* [MATERIAL TO PROCESS]
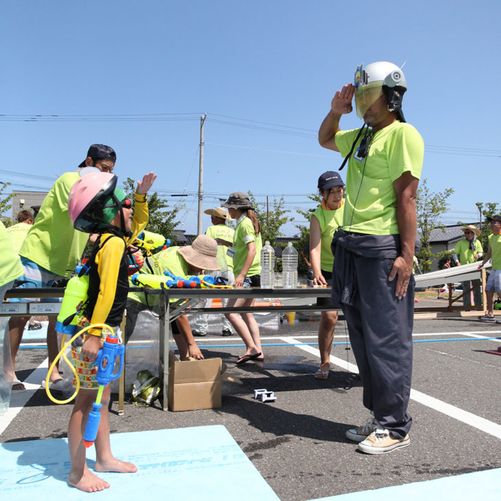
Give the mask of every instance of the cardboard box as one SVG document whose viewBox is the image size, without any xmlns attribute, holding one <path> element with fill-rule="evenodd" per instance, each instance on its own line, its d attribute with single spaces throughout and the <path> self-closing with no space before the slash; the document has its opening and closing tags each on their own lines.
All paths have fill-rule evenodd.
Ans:
<svg viewBox="0 0 501 501">
<path fill-rule="evenodd" d="M 176 360 L 169 353 L 169 408 L 173 411 L 221 407 L 221 359 Z"/>
</svg>

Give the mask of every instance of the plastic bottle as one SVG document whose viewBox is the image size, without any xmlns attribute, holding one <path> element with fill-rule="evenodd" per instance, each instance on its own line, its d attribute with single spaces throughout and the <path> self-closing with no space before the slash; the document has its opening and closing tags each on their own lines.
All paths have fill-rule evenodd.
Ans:
<svg viewBox="0 0 501 501">
<path fill-rule="evenodd" d="M 297 250 L 290 242 L 282 252 L 282 270 L 284 289 L 297 288 Z"/>
<path fill-rule="evenodd" d="M 275 286 L 275 249 L 266 240 L 261 249 L 261 288 L 272 289 Z"/>
</svg>

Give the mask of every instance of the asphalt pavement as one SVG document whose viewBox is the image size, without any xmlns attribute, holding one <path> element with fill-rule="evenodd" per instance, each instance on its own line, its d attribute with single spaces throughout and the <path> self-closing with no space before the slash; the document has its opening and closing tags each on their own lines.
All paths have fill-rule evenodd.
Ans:
<svg viewBox="0 0 501 501">
<path fill-rule="evenodd" d="M 197 342 L 205 356 L 221 357 L 228 366 L 222 407 L 172 412 L 163 411 L 159 401 L 150 407 L 127 402 L 119 416 L 115 395 L 111 432 L 223 425 L 278 497 L 291 501 L 500 468 L 501 356 L 485 351 L 501 345 L 486 339 L 501 336 L 501 325 L 486 325 L 476 316 L 428 316 L 417 315 L 415 322 L 419 342 L 414 345 L 410 445 L 391 454 L 366 455 L 345 439 L 346 430 L 364 423 L 369 414 L 353 353 L 345 344 L 344 321 L 336 329 L 334 342 L 340 344 L 333 347 L 329 378 L 314 377 L 318 314 L 297 314 L 293 325 L 261 329 L 264 362 L 240 366 L 235 365 L 244 351 L 240 338 L 222 337 L 220 324 L 212 323 L 207 336 Z M 23 346 L 16 361 L 19 379 L 28 377 L 45 357 L 40 346 Z M 275 392 L 277 400 L 254 399 L 254 389 L 263 388 Z M 0 442 L 65 436 L 71 411 L 71 404 L 56 405 L 40 388 L 3 430 Z"/>
</svg>

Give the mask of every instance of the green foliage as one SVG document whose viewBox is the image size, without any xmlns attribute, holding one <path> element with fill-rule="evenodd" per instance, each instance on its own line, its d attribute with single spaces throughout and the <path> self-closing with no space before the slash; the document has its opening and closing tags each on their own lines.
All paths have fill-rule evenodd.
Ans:
<svg viewBox="0 0 501 501">
<path fill-rule="evenodd" d="M 124 188 L 127 196 L 132 200 L 134 206 L 136 192 L 136 182 L 130 178 L 124 183 Z M 150 213 L 150 220 L 146 226 L 148 231 L 163 235 L 165 238 L 170 238 L 171 245 L 177 244 L 174 231 L 179 224 L 176 220 L 178 213 L 185 207 L 184 204 L 176 204 L 172 209 L 169 208 L 167 200 L 159 195 L 156 191 L 149 192 L 148 196 L 148 207 Z"/>
<path fill-rule="evenodd" d="M 266 202 L 257 203 L 250 191 L 247 193 L 254 209 L 254 213 L 259 222 L 263 245 L 266 240 L 269 240 L 270 244 L 272 246 L 275 244 L 278 237 L 285 236 L 285 234 L 280 231 L 280 229 L 290 220 L 287 214 L 290 211 L 284 209 L 286 200 L 283 196 L 278 201 L 274 198 L 272 202 L 268 204 L 267 207 Z"/>
<path fill-rule="evenodd" d="M 495 214 L 499 213 L 499 204 L 491 203 L 490 202 L 486 203 L 476 202 L 475 205 L 477 206 L 477 209 L 481 216 L 483 215 L 483 218 L 480 217 L 480 236 L 478 237 L 478 240 L 482 244 L 484 251 L 487 252 L 489 248 L 489 235 L 492 233 L 491 226 L 487 221 Z"/>
<path fill-rule="evenodd" d="M 431 270 L 434 255 L 430 248 L 430 236 L 435 229 L 444 226 L 440 220 L 441 216 L 449 208 L 447 199 L 454 192 L 453 188 L 447 188 L 441 193 L 430 190 L 427 180 L 423 179 L 417 189 L 416 196 L 416 215 L 417 217 L 417 231 L 421 236 L 421 248 L 417 258 L 421 264 L 423 272 Z"/>
<path fill-rule="evenodd" d="M 10 183 L 2 183 L 0 181 L 0 214 L 7 212 L 12 207 L 10 200 L 14 197 L 14 194 L 11 193 L 8 195 L 3 194 L 3 191 L 8 186 L 10 186 Z"/>
</svg>

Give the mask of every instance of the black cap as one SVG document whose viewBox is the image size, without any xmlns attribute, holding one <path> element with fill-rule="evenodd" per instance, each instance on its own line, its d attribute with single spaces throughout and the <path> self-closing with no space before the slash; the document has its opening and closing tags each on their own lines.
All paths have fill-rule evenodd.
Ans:
<svg viewBox="0 0 501 501">
<path fill-rule="evenodd" d="M 318 178 L 318 189 L 323 191 L 325 189 L 330 189 L 333 186 L 345 187 L 345 183 L 338 172 L 328 170 Z"/>
<path fill-rule="evenodd" d="M 87 156 L 85 160 L 90 156 L 93 160 L 111 160 L 112 162 L 117 161 L 117 154 L 115 150 L 106 144 L 91 144 L 87 151 Z M 78 167 L 85 167 L 85 160 Z"/>
</svg>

* [WORK TO BE COMPLETED] Please reproduce every entry above word for word, leaving out the pictures.

* [IN RESPONSE]
Give the mask of every instance of the cardboard box as one SVG document whose viewBox is the image size, without any xmlns attribute, holding one <path> element with fill-rule="evenodd" per instance, each instance on its own line, its d attribute with single spaces throughout and the <path> self-closing with no space before the slash; the document has its opening and closing tags each on their own lines.
All paths have fill-rule evenodd.
Ans:
<svg viewBox="0 0 501 501">
<path fill-rule="evenodd" d="M 176 360 L 169 353 L 169 408 L 173 411 L 221 407 L 221 359 Z"/>
</svg>

Give the mask of every instance of the plastic bottle as one SVG document whose viewBox is the image size, without any xmlns attribute, holding one <path> element with fill-rule="evenodd" per instance, each instance on its own line, its d attribute with single spaces throughout and the <path> self-closing with no space before the slash; the document has its opening and closing tags each on their own lines.
All paths have fill-rule evenodd.
Ans:
<svg viewBox="0 0 501 501">
<path fill-rule="evenodd" d="M 297 250 L 290 242 L 282 252 L 282 270 L 284 289 L 297 288 Z"/>
<path fill-rule="evenodd" d="M 275 286 L 275 249 L 266 240 L 261 249 L 261 288 L 272 289 Z"/>
</svg>

Give the mask of every instance of the asphalt pavement as one SVG document whose viewBox is the image size, without any xmlns attribute, holding one <path> element with fill-rule="evenodd" per instance, each instance on its own line, its d attribute with single spaces throughout and the <path> self-closing with no space before the slash; the document has its opening and closing tags each on their own lines.
All paths have fill-rule evenodd.
Ans:
<svg viewBox="0 0 501 501">
<path fill-rule="evenodd" d="M 197 342 L 205 356 L 221 357 L 228 366 L 222 407 L 172 412 L 163 411 L 159 401 L 150 407 L 127 402 L 119 416 L 115 395 L 111 432 L 223 425 L 278 497 L 291 501 L 500 468 L 501 356 L 485 351 L 501 345 L 486 339 L 501 336 L 501 325 L 486 325 L 476 316 L 428 316 L 417 315 L 415 322 L 419 342 L 414 345 L 410 445 L 391 454 L 366 455 L 345 439 L 346 430 L 364 423 L 369 414 L 353 353 L 345 344 L 344 321 L 336 329 L 334 342 L 340 344 L 333 347 L 329 378 L 314 377 L 318 314 L 297 314 L 293 325 L 261 329 L 264 362 L 240 366 L 235 365 L 244 351 L 240 338 L 222 337 L 220 324 L 212 323 L 207 336 Z M 23 346 L 16 361 L 19 379 L 28 377 L 45 357 L 40 346 Z M 275 392 L 277 400 L 254 399 L 254 389 L 263 388 Z M 0 442 L 65 436 L 71 411 L 71 404 L 56 405 L 40 388 L 3 430 Z"/>
</svg>

Give the mask of every instance of the green foliage as one SVG document whose viewBox is the image size, without any xmlns attribute, holding one <path> element with fill-rule="evenodd" per instance, each instance on its own line, its d attribute with single spaces throughout and the <path> self-closing with no space before the slash; the document has its opening and closing tags each on their own lines.
All paths have fill-rule evenodd.
Ans:
<svg viewBox="0 0 501 501">
<path fill-rule="evenodd" d="M 124 188 L 127 196 L 132 200 L 134 206 L 136 192 L 136 182 L 130 178 L 124 183 Z M 150 213 L 150 220 L 146 226 L 148 231 L 163 235 L 165 238 L 170 238 L 171 245 L 177 244 L 174 231 L 179 224 L 176 220 L 178 213 L 185 207 L 184 204 L 176 204 L 172 209 L 169 208 L 167 200 L 159 195 L 156 191 L 149 192 L 148 196 L 148 207 Z"/>
<path fill-rule="evenodd" d="M 266 202 L 257 203 L 250 191 L 247 193 L 254 209 L 254 213 L 259 222 L 263 245 L 266 240 L 269 240 L 270 244 L 272 246 L 275 244 L 278 237 L 285 236 L 285 234 L 280 231 L 280 229 L 290 220 L 287 214 L 290 211 L 284 209 L 286 200 L 283 196 L 278 201 L 274 198 L 272 202 L 268 204 L 267 207 Z"/>
<path fill-rule="evenodd" d="M 495 214 L 499 213 L 499 204 L 491 203 L 490 202 L 486 203 L 476 202 L 475 205 L 477 206 L 477 209 L 481 216 L 483 215 L 483 218 L 480 217 L 480 236 L 478 237 L 478 240 L 482 244 L 484 251 L 487 252 L 489 248 L 489 235 L 492 233 L 491 226 L 487 221 Z"/>
<path fill-rule="evenodd" d="M 431 270 L 434 255 L 430 248 L 430 236 L 435 229 L 444 226 L 440 220 L 441 216 L 449 208 L 447 199 L 454 192 L 453 188 L 447 188 L 441 193 L 430 190 L 427 180 L 423 179 L 417 189 L 416 196 L 416 215 L 417 217 L 417 231 L 421 236 L 421 248 L 417 258 L 421 264 L 423 272 Z"/>
<path fill-rule="evenodd" d="M 10 183 L 2 183 L 0 181 L 0 214 L 7 212 L 12 207 L 10 200 L 14 197 L 14 194 L 11 193 L 8 195 L 3 194 L 3 191 L 8 186 L 10 186 Z"/>
</svg>

Give the mask of every instance of the black cap as one SVG document whose viewBox is the image size, without any xmlns attribute, holding one <path> element with fill-rule="evenodd" per instance, each instance on its own line, its d attribute with single spaces throughout and the <path> self-closing with no space before the slash; the document has its opening and closing tags each on their own lines.
All paths have fill-rule evenodd.
Ans:
<svg viewBox="0 0 501 501">
<path fill-rule="evenodd" d="M 318 178 L 318 189 L 323 191 L 325 189 L 330 189 L 333 186 L 345 187 L 345 183 L 338 172 L 328 170 Z"/>
<path fill-rule="evenodd" d="M 87 156 L 85 160 L 90 156 L 93 160 L 111 160 L 112 162 L 117 161 L 117 154 L 115 150 L 106 144 L 91 144 L 87 151 Z M 78 167 L 85 167 L 85 160 Z"/>
</svg>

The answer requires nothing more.